* Problem to solve *
Turn every line of the records below into a Markdown table with the columns "No." and "Text", numbering the rows and leaving out blank lines.

* Listing *
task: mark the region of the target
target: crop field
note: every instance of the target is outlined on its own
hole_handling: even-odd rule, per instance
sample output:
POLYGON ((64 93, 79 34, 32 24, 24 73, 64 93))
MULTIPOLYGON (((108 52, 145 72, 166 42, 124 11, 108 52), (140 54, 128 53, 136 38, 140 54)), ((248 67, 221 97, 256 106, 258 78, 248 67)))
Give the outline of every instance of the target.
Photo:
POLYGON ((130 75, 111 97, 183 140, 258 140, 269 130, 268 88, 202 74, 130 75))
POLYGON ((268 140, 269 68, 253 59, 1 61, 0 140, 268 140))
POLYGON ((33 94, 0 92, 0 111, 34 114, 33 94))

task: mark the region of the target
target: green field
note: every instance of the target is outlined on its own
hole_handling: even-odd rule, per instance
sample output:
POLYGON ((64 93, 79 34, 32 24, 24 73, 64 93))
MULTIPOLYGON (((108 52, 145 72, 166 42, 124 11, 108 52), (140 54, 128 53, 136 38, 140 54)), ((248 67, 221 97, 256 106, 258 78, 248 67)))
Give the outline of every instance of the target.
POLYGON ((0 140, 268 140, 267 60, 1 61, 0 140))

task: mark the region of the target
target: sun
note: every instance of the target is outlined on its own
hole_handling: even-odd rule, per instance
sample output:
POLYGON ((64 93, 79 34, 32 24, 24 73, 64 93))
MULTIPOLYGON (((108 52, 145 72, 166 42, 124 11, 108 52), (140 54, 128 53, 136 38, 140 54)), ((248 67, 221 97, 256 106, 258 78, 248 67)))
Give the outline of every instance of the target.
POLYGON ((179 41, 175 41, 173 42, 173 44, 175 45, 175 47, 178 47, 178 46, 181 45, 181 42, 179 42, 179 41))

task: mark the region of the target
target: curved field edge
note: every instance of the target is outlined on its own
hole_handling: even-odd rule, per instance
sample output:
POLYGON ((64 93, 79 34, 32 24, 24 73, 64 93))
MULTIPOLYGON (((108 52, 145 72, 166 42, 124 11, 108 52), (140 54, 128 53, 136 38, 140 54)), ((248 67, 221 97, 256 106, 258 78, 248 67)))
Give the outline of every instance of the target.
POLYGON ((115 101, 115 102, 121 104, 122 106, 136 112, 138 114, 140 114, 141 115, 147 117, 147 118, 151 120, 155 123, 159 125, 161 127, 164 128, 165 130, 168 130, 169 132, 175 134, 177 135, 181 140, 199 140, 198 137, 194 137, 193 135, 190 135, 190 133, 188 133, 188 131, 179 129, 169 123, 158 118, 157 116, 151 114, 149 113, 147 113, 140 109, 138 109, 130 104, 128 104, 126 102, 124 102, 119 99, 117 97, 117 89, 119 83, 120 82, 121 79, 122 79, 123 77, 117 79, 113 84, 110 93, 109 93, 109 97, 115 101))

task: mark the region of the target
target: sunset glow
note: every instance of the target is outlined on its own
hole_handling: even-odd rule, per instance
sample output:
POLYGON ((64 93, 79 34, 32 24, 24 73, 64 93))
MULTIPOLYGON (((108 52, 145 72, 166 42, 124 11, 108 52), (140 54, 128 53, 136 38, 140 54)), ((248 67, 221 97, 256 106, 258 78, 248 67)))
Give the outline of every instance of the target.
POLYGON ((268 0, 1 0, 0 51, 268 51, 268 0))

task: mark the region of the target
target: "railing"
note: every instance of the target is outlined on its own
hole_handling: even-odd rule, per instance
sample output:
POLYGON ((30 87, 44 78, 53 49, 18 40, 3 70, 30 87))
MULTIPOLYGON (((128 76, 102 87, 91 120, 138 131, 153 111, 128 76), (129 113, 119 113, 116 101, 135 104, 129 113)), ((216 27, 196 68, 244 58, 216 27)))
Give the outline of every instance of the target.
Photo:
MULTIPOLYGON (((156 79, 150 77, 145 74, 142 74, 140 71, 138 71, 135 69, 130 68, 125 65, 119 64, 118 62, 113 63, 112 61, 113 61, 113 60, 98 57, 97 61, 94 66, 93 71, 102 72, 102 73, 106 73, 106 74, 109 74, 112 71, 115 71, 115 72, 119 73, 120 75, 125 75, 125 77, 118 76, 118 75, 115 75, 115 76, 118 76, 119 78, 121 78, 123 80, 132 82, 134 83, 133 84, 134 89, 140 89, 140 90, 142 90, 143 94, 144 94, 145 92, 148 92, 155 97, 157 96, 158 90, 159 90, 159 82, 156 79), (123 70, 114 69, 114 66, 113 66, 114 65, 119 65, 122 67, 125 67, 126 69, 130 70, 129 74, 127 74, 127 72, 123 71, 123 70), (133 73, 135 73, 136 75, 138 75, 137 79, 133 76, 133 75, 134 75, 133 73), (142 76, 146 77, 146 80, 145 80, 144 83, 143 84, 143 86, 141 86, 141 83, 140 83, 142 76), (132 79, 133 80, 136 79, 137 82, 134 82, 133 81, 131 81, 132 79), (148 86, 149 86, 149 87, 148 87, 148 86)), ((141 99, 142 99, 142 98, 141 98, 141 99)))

* The completed task *
| No. | Text |
|---|---|
| 1 | task: mark the region of the target |
| 2 | target: crop field |
| 3 | note: every instance of the target is outlined on its own |
| 4 | hole_handling: even-odd rule, per instance |
| 5 | sample output: |
| 6 | POLYGON ((64 93, 79 34, 32 24, 24 73, 64 93)) |
| 7 | MULTIPOLYGON (((108 52, 145 72, 166 42, 124 11, 108 52), (140 54, 128 53, 136 38, 140 54)), ((248 67, 221 97, 256 106, 258 78, 248 67))) |
| 8 | Give the outline of every instance of the target. |
| 9 | Photo: |
| 10 | POLYGON ((130 75, 111 97, 183 140, 258 140, 269 130, 268 88, 202 74, 130 75)) |
| 11 | POLYGON ((268 140, 269 68, 253 59, 1 61, 0 140, 268 140)) |
| 12 | POLYGON ((33 94, 0 92, 0 111, 34 114, 33 94)) |
| 13 | task: mark the region of the target |
| 14 | target: green field |
| 15 | note: every instance of the target is outlined on its own |
| 16 | hole_handling: even-odd rule, per instance |
| 17 | sample output: |
| 18 | POLYGON ((64 93, 79 34, 32 24, 24 73, 64 93)) |
| 19 | MULTIPOLYGON (((108 52, 145 72, 166 42, 124 11, 108 52), (140 54, 128 53, 136 38, 140 54)), ((248 67, 221 97, 256 106, 258 78, 248 67))) |
| 20 | Give the outline of every instance of the target. |
| 21 | POLYGON ((0 140, 268 140, 267 60, 1 61, 0 140)) |
| 22 | task: mark the region of the target |
| 23 | target: sun |
| 24 | note: every instance of the target is outlined on its own |
| 25 | hole_handling: even-odd rule, per instance |
| 26 | sample output: |
| 27 | POLYGON ((64 93, 79 34, 32 24, 24 73, 64 93)) |
| 28 | MULTIPOLYGON (((108 52, 145 72, 166 42, 124 11, 108 52), (140 54, 128 53, 136 38, 140 54)), ((248 67, 221 97, 256 106, 258 78, 248 67))) |
| 29 | Give the outline of every instance of the target. |
| 30 | POLYGON ((179 41, 175 41, 173 42, 173 44, 175 45, 175 47, 178 47, 178 46, 181 45, 181 42, 179 42, 179 41)) |
| 31 | task: mark the region of the target |
| 32 | target: curved field edge |
| 33 | note: every instance of the target is outlined on its own |
| 34 | hole_handling: even-odd rule, per instance |
| 35 | sample output: |
| 36 | POLYGON ((64 93, 79 34, 32 24, 24 73, 64 93)) |
| 37 | MULTIPOLYGON (((108 52, 145 72, 166 42, 124 11, 108 52), (140 54, 128 53, 136 38, 140 54)), ((248 67, 221 97, 256 106, 258 78, 248 67))) |
| 38 | Give the outline of every instance of the target. |
| 39 | POLYGON ((115 101, 115 102, 121 104, 122 106, 136 112, 138 114, 140 114, 141 115, 147 117, 147 118, 151 120, 155 123, 159 125, 161 127, 164 128, 165 130, 168 130, 169 132, 175 134, 177 135, 181 140, 199 140, 198 137, 194 137, 193 135, 190 135, 190 133, 188 133, 188 131, 179 129, 169 123, 158 118, 157 116, 151 114, 149 113, 147 113, 140 109, 138 109, 130 104, 128 104, 126 102, 124 102, 119 99, 117 97, 117 89, 119 83, 120 82, 121 79, 122 79, 123 77, 117 79, 113 84, 110 93, 109 93, 109 97, 115 101)) |
| 40 | task: mark the region of the target |
| 41 | target: sunset glow |
| 42 | note: every instance of the target is outlined on its own |
| 43 | hole_handling: even-odd rule, per instance |
| 44 | sample output: |
| 45 | POLYGON ((64 93, 79 34, 32 24, 24 73, 64 93)) |
| 46 | MULTIPOLYGON (((108 52, 145 72, 166 42, 124 11, 108 52), (140 54, 128 53, 136 38, 140 54)), ((248 67, 221 97, 256 106, 258 78, 248 67))) |
| 47 | Give the outline of every instance of the target. |
| 48 | POLYGON ((268 0, 1 0, 0 51, 268 51, 268 0)) |
| 49 | task: mark the region of the target |
| 50 | target: "railing" |
| 51 | note: every instance of the target is outlined on its own |
| 52 | hole_handling: even-odd rule, per instance |
| 53 | sample output: |
| 54 | POLYGON ((30 87, 44 78, 53 49, 18 40, 3 70, 30 87)) |
| 55 | MULTIPOLYGON (((128 76, 102 87, 91 120, 138 131, 153 111, 128 76), (129 113, 119 113, 116 101, 135 104, 129 113)), ((216 27, 196 68, 244 58, 216 27))) |
| 56 | Give the outline of every instance of the target. |
| 57 | Photo: |
| 58 | MULTIPOLYGON (((156 79, 150 77, 145 74, 142 74, 140 71, 138 71, 135 69, 130 68, 125 65, 119 64, 118 62, 113 63, 112 61, 113 61, 113 60, 98 57, 97 61, 94 66, 93 71, 102 72, 102 73, 106 73, 106 74, 109 74, 112 71, 115 71, 115 72, 119 73, 120 75, 125 75, 125 77, 118 76, 118 75, 115 75, 115 76, 118 76, 119 78, 121 78, 123 80, 132 82, 134 83, 133 84, 134 89, 140 89, 140 90, 142 90, 143 94, 144 94, 145 92, 148 92, 155 97, 157 96, 158 90, 159 90, 159 82, 156 79), (123 70, 114 69, 114 66, 113 66, 114 65, 119 65, 122 67, 125 67, 126 69, 130 70, 129 74, 127 74, 127 72, 123 71, 123 70), (133 73, 135 73, 136 75, 138 75, 137 79, 133 76, 133 75, 134 75, 133 73), (142 76, 146 77, 146 80, 145 80, 144 83, 143 84, 143 86, 141 86, 141 83, 140 83, 142 76), (132 79, 133 80, 136 79, 137 82, 134 82, 133 81, 131 81, 132 79), (148 86, 149 86, 149 87, 148 87, 148 86)), ((141 99, 142 99, 142 98, 141 98, 141 99))) |